=== Supplied entries ===
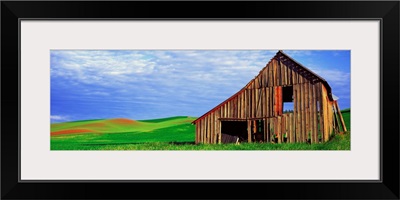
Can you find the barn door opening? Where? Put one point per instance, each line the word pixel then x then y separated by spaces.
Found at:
pixel 258 132
pixel 287 99
pixel 233 131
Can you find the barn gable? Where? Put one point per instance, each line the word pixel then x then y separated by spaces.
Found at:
pixel 257 109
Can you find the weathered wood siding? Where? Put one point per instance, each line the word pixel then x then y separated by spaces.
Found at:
pixel 312 119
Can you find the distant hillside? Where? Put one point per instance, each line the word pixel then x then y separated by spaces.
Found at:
pixel 117 125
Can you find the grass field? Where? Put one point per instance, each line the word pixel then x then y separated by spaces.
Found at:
pixel 174 133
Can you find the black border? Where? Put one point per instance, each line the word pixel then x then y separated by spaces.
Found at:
pixel 386 11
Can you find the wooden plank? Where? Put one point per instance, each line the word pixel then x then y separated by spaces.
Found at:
pixel 315 113
pixel 296 112
pixel 208 129
pixel 341 117
pixel 311 116
pixel 249 131
pixel 201 130
pixel 291 120
pixel 212 131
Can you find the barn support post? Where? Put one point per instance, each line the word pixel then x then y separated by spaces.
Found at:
pixel 249 131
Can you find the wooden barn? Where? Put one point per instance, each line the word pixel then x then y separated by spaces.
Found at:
pixel 255 113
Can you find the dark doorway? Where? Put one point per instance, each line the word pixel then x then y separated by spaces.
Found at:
pixel 237 129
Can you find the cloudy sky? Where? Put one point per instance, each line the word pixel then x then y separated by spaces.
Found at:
pixel 155 84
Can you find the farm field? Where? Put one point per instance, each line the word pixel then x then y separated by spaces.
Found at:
pixel 174 133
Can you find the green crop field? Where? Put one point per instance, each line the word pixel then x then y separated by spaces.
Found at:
pixel 174 133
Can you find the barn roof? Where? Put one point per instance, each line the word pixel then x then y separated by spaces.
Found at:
pixel 288 61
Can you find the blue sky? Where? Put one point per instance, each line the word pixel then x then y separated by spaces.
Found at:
pixel 88 84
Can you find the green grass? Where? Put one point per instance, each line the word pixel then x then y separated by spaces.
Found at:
pixel 174 133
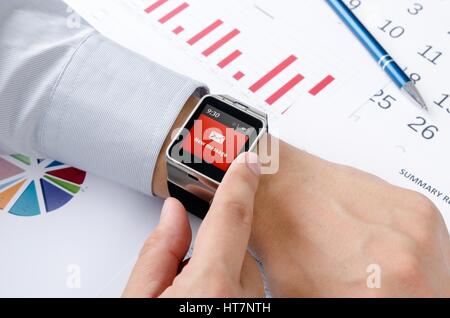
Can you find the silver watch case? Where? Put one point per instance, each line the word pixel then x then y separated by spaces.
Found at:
pixel 197 183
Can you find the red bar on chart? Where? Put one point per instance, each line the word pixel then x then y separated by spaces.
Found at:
pixel 224 40
pixel 174 12
pixel 322 85
pixel 238 76
pixel 205 32
pixel 155 6
pixel 273 73
pixel 229 59
pixel 178 30
pixel 285 89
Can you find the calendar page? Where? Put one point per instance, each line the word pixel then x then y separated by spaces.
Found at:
pixel 388 134
pixel 293 59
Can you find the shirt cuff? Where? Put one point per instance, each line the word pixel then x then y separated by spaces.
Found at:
pixel 111 112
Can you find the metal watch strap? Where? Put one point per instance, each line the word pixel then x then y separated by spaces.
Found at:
pixel 191 203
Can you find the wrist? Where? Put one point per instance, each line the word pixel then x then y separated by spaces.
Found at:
pixel 159 183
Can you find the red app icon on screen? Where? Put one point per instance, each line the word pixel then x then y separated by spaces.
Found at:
pixel 214 142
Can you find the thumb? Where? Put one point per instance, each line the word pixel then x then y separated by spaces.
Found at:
pixel 162 253
pixel 224 234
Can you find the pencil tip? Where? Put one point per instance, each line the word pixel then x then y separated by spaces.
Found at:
pixel 413 92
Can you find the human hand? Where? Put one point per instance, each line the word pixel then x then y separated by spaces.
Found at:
pixel 318 226
pixel 220 265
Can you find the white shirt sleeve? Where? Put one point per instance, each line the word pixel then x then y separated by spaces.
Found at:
pixel 72 95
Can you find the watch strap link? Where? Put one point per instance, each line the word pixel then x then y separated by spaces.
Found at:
pixel 191 203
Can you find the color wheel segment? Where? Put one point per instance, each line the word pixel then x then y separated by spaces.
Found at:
pixel 30 187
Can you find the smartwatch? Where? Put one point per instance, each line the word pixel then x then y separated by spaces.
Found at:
pixel 216 132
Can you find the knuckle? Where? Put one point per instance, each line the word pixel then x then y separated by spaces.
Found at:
pixel 239 211
pixel 151 242
pixel 407 268
pixel 423 206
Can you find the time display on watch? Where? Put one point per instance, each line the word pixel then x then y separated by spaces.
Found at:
pixel 217 137
pixel 214 136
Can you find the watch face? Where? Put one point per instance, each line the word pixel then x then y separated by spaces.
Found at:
pixel 214 136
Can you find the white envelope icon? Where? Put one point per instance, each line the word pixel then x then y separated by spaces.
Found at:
pixel 217 137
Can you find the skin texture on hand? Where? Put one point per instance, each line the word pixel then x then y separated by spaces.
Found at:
pixel 220 265
pixel 318 227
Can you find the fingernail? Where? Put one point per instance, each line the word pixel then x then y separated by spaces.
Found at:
pixel 252 161
pixel 165 210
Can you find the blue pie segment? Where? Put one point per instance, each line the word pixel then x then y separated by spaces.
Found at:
pixel 54 197
pixel 31 186
pixel 27 204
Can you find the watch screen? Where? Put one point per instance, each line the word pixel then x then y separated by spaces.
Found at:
pixel 215 135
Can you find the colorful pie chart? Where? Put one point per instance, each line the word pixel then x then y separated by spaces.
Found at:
pixel 30 187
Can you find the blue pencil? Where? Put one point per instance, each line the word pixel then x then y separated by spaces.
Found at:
pixel 377 51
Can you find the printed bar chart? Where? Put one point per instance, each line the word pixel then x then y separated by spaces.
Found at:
pixel 205 32
pixel 321 86
pixel 285 89
pixel 174 12
pixel 273 73
pixel 213 48
pixel 229 59
pixel 155 6
pixel 210 43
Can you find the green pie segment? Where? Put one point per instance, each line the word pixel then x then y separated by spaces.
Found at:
pixel 23 194
pixel 63 184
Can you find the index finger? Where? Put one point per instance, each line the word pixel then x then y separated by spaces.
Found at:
pixel 225 232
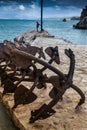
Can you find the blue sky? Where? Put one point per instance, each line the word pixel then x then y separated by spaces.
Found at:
pixel 30 9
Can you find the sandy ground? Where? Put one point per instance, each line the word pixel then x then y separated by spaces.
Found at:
pixel 65 118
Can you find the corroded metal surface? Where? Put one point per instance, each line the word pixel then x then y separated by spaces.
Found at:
pixel 26 62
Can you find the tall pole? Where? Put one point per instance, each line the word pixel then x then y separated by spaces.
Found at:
pixel 41 15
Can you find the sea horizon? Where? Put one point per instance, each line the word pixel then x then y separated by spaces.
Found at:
pixel 10 28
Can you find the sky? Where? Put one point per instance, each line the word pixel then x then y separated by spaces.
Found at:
pixel 30 9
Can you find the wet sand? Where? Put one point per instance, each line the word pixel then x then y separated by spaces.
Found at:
pixel 5 121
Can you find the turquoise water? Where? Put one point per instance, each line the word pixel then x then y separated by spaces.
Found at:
pixel 11 28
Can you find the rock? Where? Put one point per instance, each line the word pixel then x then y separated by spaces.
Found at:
pixel 30 36
pixel 82 24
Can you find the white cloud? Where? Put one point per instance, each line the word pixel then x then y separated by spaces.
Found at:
pixel 21 7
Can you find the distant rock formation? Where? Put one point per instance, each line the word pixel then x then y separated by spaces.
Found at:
pixel 82 24
pixel 64 20
pixel 30 36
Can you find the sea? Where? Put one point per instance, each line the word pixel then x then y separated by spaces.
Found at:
pixel 10 28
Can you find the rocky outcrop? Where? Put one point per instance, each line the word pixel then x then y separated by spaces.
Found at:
pixel 30 36
pixel 82 24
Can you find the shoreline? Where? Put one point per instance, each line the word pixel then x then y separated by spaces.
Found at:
pixel 65 109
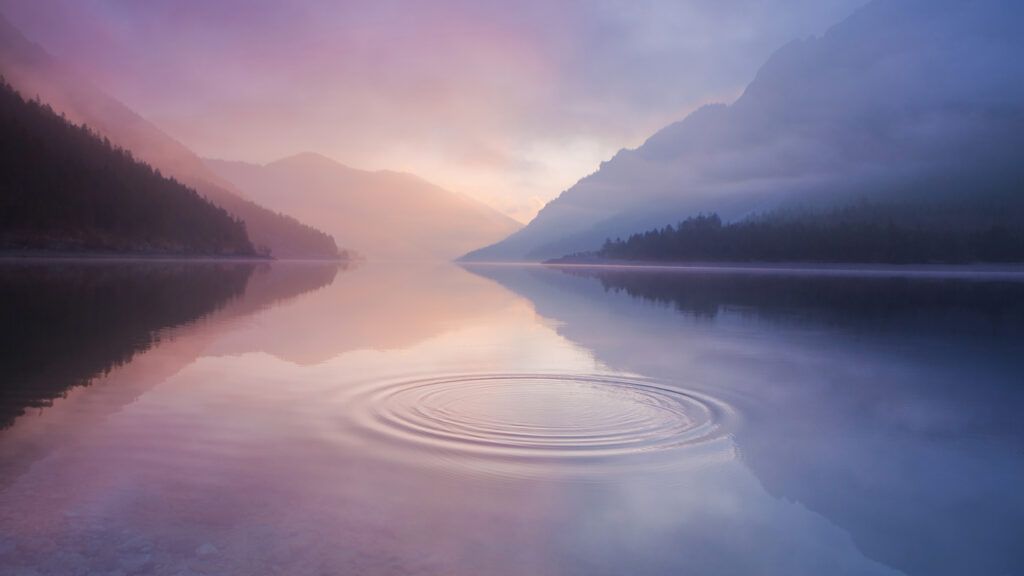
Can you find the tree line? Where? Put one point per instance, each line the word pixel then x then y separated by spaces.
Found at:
pixel 840 236
pixel 65 188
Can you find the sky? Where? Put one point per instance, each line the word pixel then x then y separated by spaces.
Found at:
pixel 510 103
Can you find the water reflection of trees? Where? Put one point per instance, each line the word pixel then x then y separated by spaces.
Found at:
pixel 62 326
pixel 839 299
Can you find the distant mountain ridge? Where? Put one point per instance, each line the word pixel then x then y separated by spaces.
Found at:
pixel 381 214
pixel 33 72
pixel 905 98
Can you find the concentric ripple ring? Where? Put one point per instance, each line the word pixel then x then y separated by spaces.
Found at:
pixel 538 418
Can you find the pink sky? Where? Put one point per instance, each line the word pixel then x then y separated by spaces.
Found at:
pixel 508 101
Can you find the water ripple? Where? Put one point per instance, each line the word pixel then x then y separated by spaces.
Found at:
pixel 555 425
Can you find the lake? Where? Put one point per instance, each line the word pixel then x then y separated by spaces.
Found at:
pixel 300 418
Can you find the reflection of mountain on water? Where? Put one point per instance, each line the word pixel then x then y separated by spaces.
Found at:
pixel 888 406
pixel 61 326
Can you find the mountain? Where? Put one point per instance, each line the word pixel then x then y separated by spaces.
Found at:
pixel 61 188
pixel 381 214
pixel 907 100
pixel 34 73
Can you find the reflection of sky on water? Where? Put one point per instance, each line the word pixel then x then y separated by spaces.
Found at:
pixel 855 451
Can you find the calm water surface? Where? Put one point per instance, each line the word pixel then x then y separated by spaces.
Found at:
pixel 183 419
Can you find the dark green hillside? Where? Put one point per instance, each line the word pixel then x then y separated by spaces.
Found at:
pixel 64 189
pixel 866 233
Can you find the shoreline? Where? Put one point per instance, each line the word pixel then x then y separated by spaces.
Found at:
pixel 43 256
pixel 983 271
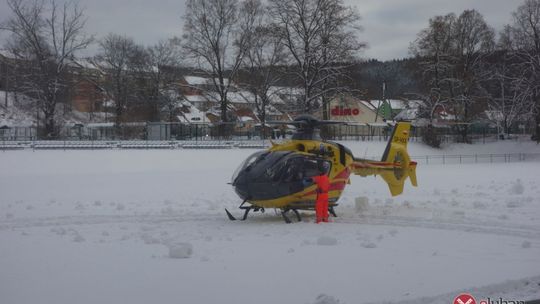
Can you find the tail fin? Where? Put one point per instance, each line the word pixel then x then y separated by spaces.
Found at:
pixel 396 165
pixel 396 153
pixel 396 149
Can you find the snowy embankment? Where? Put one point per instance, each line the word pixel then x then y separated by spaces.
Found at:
pixel 121 226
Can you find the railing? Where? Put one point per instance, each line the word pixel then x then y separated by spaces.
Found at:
pixel 476 158
pixel 210 144
pixel 130 144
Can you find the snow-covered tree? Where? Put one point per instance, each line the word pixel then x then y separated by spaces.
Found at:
pixel 321 38
pixel 120 58
pixel 217 35
pixel 161 76
pixel 45 38
pixel 263 65
pixel 455 48
pixel 526 30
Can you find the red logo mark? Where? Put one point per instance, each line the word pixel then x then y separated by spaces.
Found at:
pixel 464 299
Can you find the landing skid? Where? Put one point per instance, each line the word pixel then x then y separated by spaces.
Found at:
pixel 286 218
pixel 284 212
pixel 246 209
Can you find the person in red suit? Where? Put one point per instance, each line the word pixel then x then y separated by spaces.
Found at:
pixel 323 186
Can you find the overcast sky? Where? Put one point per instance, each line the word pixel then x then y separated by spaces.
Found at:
pixel 389 25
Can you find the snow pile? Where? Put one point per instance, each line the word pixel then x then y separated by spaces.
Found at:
pixel 326 241
pixel 180 251
pixel 326 299
pixel 517 187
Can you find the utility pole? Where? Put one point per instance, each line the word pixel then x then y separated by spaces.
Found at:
pixel 379 104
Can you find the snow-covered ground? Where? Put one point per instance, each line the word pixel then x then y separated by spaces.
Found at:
pixel 133 227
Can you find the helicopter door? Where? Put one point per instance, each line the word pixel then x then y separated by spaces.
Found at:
pixel 291 180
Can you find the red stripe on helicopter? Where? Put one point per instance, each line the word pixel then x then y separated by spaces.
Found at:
pixel 337 186
pixel 344 174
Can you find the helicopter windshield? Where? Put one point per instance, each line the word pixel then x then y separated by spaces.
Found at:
pixel 257 156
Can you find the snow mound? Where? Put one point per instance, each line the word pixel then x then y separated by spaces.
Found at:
pixel 326 241
pixel 361 204
pixel 180 251
pixel 517 187
pixel 326 299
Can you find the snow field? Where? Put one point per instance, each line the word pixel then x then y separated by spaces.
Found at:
pixel 149 226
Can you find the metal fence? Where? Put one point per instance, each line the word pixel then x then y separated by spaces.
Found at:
pixel 442 159
pixel 179 131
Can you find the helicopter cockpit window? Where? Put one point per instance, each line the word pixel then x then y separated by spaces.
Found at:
pixel 253 158
pixel 311 167
pixel 274 165
pixel 294 170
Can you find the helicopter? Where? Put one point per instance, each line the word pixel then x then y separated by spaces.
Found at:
pixel 276 177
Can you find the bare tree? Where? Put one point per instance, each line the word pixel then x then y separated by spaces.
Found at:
pixel 455 49
pixel 504 84
pixel 263 67
pixel 526 28
pixel 217 34
pixel 320 36
pixel 46 38
pixel 161 74
pixel 119 59
pixel 434 49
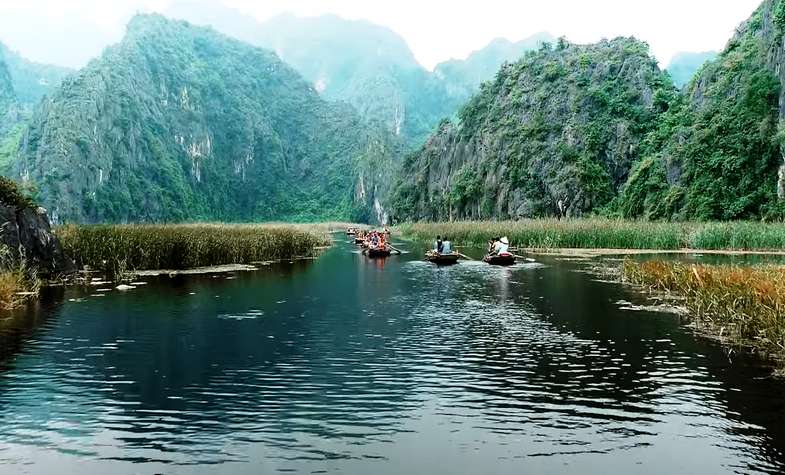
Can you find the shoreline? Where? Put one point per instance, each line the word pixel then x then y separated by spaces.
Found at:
pixel 598 252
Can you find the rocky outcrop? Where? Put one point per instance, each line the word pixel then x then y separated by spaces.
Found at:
pixel 26 235
pixel 180 123
pixel 555 134
pixel 717 153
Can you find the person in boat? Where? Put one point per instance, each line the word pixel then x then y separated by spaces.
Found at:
pixel 492 245
pixel 502 247
pixel 446 247
pixel 439 245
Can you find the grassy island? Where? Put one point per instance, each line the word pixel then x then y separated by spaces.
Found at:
pixel 598 233
pixel 119 248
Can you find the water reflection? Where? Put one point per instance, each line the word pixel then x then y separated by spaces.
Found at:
pixel 352 365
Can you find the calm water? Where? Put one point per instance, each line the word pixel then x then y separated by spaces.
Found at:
pixel 346 365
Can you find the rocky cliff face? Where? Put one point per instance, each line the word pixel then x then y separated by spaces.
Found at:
pixel 180 123
pixel 717 154
pixel 25 234
pixel 555 133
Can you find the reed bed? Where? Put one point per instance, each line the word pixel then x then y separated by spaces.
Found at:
pixel 18 281
pixel 743 304
pixel 116 249
pixel 597 233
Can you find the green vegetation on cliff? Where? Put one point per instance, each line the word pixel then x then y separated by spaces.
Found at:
pixel 684 66
pixel 180 123
pixel 31 81
pixel 717 152
pixel 562 125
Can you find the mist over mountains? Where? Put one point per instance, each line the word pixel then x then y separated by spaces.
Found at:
pixel 325 118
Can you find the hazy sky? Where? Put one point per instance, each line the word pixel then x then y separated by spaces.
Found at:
pixel 70 32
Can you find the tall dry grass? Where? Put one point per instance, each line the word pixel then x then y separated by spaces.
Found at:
pixel 601 233
pixel 118 248
pixel 18 282
pixel 746 304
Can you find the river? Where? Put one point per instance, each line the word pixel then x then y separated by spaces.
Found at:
pixel 356 366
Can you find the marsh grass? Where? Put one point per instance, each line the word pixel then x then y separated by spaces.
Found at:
pixel 743 304
pixel 117 249
pixel 596 233
pixel 18 281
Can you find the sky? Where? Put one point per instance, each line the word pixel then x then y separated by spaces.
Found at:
pixel 71 32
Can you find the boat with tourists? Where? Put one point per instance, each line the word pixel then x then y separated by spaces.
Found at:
pixel 380 251
pixel 442 259
pixel 500 259
pixel 499 252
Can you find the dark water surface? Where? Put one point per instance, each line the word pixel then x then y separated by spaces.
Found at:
pixel 347 365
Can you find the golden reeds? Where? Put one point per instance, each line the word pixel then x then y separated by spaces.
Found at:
pixel 600 233
pixel 746 304
pixel 117 248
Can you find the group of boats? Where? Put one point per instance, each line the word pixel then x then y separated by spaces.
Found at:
pixel 376 244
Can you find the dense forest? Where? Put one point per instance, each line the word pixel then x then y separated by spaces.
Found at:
pixel 598 129
pixel 179 122
pixel 561 126
pixel 325 118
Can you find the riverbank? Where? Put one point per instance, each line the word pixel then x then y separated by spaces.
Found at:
===
Set exercise –
Can you swap "barn gable" for "barn roof peak" in everything from the start of the material down to the line containing "pixel 257 109", changing nothing else and leaving out the pictures?

Written reply –
Can you find the barn door opening? Where? Put one point per instance, each line the word pixel then x then y separated by spaces.
Found at:
pixel 258 132
pixel 287 99
pixel 233 131
Can you find the barn roof peak? Where? Put one point per instance, each line the word pixel then x then y separated by spaces.
Found at:
pixel 257 109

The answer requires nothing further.